=== Begin Enclosure ===
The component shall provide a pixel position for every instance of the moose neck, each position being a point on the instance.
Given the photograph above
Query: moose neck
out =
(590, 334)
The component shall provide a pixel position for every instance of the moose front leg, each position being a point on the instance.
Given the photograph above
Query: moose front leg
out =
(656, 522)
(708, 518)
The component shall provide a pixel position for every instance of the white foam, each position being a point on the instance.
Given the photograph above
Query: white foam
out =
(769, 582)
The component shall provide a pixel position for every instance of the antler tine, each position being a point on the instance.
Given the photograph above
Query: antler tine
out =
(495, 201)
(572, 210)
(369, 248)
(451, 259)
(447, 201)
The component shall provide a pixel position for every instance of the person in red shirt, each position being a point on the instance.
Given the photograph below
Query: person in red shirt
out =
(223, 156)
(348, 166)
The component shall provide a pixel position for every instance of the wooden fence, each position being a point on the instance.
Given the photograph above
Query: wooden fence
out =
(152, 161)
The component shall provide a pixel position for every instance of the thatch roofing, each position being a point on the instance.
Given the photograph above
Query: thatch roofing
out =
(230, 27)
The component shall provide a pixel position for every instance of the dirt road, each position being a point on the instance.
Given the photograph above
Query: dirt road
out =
=== End Enclosure ===
Go through the entries above and copy each line holding the string "road".

■ **OUTPUT OF THE EXERCISE**:
The component shall provide a pixel position for every instance of the dirt road, each position being a point on the instance.
Query: dirt road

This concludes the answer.